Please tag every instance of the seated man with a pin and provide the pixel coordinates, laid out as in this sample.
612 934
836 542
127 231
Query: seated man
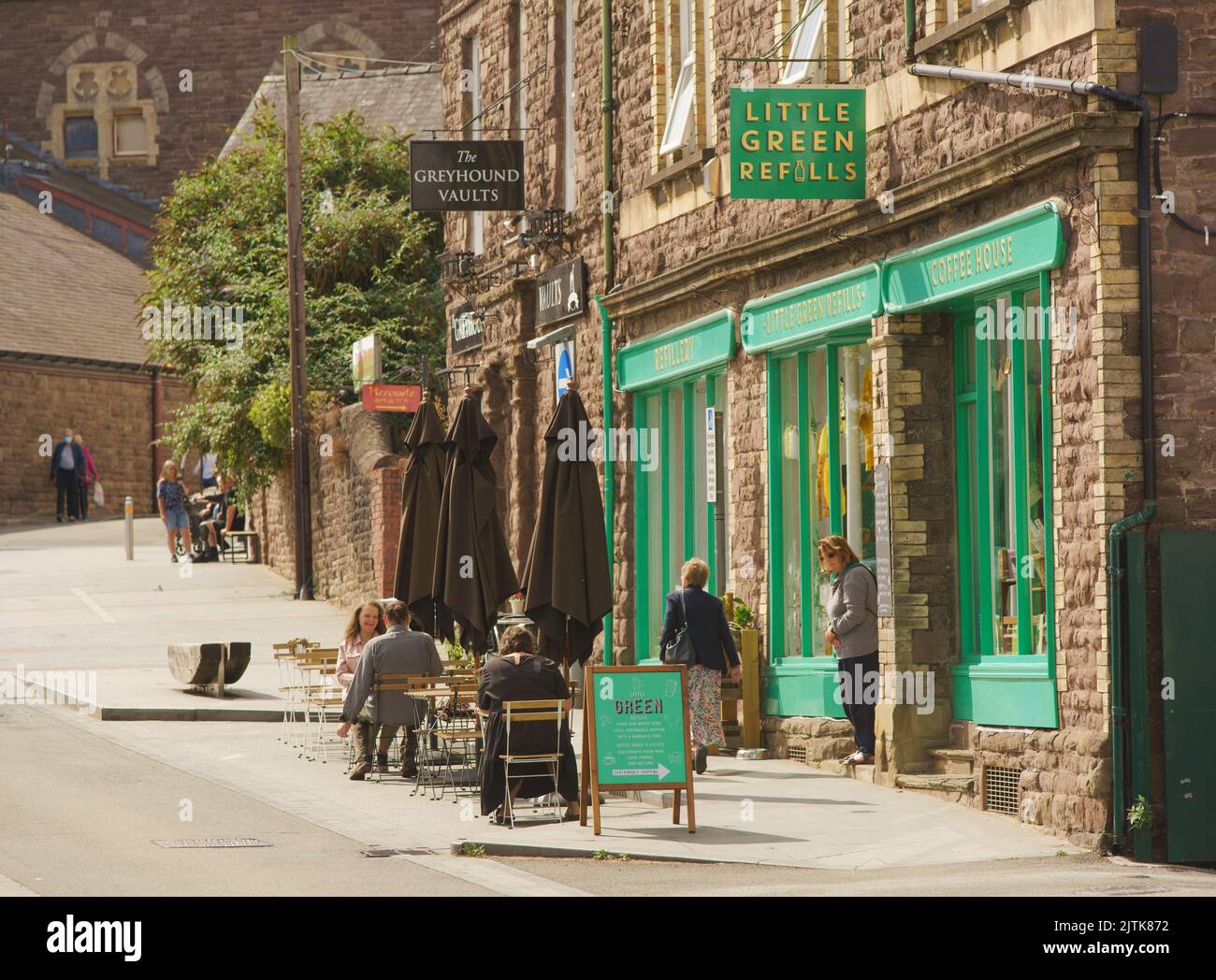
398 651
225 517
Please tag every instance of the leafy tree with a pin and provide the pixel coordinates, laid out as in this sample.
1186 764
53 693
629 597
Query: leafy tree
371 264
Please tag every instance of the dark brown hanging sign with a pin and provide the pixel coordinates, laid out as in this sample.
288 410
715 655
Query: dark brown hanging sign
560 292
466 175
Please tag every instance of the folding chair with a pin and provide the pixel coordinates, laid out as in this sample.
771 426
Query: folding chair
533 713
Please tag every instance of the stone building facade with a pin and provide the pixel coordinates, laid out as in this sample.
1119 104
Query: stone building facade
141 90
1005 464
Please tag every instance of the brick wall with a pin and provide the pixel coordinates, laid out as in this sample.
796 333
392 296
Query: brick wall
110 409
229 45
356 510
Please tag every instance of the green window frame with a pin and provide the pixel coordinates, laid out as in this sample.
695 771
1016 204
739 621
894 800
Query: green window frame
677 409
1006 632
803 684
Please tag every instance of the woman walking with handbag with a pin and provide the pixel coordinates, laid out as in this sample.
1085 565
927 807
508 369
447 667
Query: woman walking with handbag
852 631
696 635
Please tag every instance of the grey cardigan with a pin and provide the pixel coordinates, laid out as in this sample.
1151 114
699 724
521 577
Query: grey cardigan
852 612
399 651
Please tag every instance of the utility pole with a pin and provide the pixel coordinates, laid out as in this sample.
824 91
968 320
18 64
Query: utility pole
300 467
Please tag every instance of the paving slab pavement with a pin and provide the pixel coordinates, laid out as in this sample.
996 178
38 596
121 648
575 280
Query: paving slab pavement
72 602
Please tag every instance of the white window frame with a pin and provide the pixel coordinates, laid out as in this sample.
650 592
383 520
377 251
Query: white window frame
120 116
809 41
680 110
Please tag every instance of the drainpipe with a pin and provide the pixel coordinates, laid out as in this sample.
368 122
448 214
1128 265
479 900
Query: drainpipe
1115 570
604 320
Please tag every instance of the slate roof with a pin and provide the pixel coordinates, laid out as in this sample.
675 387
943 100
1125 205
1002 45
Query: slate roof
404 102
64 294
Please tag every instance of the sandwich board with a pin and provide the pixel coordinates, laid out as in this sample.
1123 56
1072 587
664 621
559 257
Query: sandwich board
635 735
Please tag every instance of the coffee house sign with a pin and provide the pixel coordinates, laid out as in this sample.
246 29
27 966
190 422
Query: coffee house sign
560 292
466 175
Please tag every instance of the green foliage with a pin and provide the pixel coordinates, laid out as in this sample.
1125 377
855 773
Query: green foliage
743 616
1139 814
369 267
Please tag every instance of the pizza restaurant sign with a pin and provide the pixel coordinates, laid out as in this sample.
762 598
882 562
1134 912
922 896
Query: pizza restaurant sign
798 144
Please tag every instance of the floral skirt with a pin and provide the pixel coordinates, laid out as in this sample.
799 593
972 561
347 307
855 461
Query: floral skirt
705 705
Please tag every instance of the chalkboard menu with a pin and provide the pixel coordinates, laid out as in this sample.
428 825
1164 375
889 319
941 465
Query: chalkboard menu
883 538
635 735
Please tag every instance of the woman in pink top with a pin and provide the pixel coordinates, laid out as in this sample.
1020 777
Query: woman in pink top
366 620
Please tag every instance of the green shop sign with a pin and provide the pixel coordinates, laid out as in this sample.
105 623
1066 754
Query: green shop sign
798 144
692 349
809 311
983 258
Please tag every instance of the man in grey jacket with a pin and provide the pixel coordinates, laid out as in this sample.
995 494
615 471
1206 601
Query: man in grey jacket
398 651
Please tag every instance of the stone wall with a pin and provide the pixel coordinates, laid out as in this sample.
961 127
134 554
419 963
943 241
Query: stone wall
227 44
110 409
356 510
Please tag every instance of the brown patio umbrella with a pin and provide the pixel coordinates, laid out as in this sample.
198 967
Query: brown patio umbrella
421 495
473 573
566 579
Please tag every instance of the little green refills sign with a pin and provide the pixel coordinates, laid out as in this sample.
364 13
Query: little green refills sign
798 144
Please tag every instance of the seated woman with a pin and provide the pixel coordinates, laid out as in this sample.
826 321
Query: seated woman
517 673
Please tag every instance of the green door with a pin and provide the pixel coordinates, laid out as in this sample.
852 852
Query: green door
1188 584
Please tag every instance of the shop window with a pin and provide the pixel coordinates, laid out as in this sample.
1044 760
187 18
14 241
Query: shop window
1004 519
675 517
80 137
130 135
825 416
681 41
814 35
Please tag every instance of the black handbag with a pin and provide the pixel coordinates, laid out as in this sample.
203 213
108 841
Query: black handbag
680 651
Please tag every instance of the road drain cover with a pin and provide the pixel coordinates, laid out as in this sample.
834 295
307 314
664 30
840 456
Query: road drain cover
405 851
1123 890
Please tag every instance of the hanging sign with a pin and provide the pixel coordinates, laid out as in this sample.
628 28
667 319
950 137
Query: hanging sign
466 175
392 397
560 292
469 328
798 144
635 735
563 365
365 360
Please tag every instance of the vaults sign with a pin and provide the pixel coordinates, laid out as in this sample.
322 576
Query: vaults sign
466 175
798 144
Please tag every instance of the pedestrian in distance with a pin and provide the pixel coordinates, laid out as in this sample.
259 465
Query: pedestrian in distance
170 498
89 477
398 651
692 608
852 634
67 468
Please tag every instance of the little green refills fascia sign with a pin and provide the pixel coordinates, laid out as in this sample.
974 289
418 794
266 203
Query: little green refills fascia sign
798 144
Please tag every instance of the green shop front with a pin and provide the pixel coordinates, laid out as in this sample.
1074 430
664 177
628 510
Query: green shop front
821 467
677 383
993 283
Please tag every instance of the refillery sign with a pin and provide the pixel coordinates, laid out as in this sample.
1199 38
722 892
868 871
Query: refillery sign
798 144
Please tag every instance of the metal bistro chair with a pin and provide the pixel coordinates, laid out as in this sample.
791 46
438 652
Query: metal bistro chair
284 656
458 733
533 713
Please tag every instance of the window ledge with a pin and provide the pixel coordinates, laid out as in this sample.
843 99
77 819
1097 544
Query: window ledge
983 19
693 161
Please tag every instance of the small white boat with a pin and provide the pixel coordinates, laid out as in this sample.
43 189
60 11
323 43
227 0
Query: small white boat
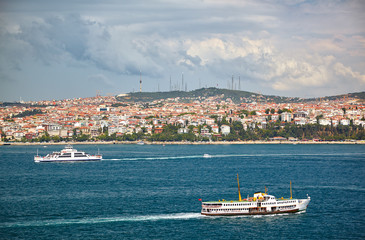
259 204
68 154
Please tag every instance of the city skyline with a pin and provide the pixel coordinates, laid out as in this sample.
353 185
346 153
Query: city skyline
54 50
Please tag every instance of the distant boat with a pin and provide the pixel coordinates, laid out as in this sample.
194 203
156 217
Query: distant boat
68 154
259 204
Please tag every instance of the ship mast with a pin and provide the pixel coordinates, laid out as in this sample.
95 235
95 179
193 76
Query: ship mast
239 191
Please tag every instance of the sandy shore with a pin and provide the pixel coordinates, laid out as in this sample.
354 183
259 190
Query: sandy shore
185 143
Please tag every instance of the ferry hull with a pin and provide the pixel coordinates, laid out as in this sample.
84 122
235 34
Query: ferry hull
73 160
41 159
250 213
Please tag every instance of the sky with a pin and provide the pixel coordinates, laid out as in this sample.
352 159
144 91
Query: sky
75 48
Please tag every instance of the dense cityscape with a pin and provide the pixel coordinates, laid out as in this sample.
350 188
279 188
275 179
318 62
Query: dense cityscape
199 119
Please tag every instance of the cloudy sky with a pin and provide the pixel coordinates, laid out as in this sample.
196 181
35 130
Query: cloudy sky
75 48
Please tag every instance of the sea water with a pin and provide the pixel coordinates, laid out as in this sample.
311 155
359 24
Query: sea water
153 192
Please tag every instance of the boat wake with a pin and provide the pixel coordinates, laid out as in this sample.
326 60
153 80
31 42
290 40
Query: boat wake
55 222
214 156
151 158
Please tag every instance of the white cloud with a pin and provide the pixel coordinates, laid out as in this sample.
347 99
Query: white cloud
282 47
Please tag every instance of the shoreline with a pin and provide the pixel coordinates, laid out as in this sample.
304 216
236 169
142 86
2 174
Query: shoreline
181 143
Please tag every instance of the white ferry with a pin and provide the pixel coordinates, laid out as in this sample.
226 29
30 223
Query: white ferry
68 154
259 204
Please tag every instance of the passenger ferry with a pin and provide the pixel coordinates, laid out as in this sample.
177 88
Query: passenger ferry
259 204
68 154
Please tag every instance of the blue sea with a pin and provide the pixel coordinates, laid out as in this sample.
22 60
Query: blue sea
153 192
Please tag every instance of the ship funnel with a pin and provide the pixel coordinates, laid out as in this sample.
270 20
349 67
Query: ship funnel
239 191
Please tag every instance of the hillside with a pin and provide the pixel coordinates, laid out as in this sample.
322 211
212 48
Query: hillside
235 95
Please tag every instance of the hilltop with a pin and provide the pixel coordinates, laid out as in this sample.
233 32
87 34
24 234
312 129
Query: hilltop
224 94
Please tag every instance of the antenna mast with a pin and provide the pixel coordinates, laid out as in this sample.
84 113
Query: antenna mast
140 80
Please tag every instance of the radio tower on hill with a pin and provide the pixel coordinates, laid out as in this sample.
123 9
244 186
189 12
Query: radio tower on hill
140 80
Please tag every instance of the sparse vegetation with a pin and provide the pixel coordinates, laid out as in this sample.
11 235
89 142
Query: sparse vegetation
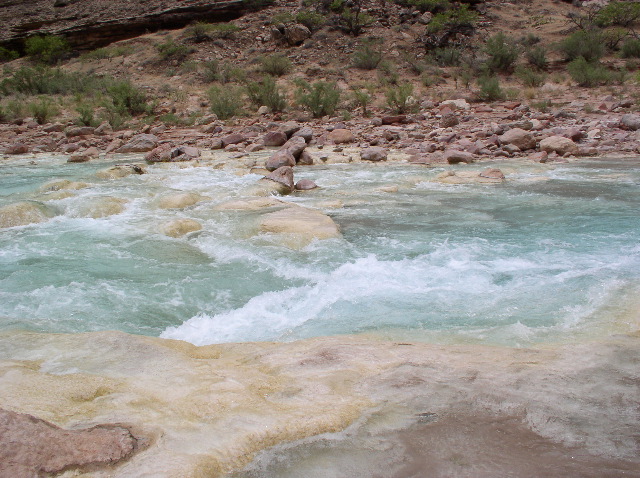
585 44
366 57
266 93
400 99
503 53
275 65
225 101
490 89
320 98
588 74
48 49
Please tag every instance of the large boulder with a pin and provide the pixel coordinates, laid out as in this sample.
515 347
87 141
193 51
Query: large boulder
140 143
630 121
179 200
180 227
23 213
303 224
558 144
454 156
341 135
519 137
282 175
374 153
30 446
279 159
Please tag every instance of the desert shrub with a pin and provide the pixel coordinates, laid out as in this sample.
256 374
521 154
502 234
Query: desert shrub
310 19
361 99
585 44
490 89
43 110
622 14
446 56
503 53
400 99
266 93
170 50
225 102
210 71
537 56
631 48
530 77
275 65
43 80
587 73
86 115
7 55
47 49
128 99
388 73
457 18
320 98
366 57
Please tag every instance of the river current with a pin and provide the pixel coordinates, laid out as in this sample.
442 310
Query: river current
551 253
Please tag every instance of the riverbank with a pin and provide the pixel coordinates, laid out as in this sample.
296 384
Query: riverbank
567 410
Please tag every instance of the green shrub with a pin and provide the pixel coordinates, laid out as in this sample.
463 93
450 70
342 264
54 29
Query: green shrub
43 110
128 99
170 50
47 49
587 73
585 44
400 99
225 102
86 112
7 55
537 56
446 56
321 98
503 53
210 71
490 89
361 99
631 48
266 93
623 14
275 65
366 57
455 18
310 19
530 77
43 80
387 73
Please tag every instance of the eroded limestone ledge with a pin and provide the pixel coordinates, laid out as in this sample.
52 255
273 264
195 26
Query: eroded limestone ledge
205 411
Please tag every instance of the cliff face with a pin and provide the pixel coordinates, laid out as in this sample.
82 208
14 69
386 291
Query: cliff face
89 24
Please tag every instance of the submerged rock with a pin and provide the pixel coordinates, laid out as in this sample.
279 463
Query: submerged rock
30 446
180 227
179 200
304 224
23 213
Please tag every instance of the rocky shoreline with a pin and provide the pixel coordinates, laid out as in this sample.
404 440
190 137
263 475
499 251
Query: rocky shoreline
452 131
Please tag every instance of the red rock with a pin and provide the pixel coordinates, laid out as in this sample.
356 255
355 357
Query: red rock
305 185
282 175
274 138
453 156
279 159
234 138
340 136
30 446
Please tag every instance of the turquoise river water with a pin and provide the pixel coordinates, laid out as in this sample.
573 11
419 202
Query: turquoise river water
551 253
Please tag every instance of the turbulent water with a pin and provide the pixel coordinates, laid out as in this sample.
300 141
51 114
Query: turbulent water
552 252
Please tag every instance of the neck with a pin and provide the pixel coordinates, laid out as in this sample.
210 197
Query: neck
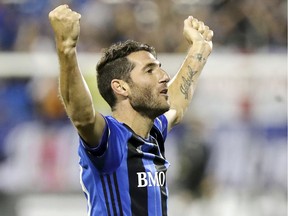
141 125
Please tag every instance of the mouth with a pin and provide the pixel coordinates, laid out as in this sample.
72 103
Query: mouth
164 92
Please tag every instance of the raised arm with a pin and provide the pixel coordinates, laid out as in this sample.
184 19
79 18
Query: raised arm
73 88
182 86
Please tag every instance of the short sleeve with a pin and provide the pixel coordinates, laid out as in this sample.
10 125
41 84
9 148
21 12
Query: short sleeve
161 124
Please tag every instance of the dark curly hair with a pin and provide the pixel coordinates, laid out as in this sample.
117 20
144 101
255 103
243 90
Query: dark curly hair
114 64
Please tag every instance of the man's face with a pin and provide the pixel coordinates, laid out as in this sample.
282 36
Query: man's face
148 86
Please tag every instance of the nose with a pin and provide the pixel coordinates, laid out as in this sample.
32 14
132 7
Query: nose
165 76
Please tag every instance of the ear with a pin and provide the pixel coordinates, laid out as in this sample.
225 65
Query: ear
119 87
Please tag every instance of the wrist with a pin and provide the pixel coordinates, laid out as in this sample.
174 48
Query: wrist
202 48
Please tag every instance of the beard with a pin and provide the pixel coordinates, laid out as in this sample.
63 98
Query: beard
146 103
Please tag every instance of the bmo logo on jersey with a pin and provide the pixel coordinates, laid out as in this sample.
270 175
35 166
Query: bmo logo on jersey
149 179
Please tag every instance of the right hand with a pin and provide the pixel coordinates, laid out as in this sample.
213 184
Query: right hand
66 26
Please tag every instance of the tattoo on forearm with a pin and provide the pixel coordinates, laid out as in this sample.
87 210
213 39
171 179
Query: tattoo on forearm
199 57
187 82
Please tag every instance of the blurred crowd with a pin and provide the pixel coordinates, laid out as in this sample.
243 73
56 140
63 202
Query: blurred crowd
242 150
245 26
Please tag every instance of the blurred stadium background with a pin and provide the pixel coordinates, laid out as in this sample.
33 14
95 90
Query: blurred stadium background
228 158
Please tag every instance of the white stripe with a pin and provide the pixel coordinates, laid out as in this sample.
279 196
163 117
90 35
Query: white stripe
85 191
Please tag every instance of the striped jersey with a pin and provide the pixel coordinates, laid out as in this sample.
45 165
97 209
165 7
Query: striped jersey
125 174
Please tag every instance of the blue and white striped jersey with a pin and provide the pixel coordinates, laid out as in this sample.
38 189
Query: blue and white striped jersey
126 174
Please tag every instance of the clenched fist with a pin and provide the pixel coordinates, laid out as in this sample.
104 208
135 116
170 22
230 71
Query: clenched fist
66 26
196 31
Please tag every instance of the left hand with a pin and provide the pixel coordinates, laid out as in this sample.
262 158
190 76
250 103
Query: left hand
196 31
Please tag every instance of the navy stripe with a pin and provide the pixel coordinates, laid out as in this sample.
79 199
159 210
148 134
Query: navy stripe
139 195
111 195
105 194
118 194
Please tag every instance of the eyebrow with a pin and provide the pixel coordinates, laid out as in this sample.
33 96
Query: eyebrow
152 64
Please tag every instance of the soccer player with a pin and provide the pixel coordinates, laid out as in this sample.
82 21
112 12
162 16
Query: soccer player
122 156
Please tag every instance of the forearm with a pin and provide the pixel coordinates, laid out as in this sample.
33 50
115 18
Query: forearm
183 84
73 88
----
WHAT YOU HAVE TO DO:
Each line from the one containing "Please tag every instance of the soccer" through the end of the listing above should be copied exactly, with no other line included.

ANSWER AREA:
Please tag every instance of the soccer player with a pin and provide the pixel coordinates, laid out as in this sample.
82 21
112 12
162 16
Query: soccer player
122 156
Please tag every instance of the forearm with a pin and provide the pixel coordinates, laid out as in this sample.
33 50
115 18
Query: forearm
183 84
73 88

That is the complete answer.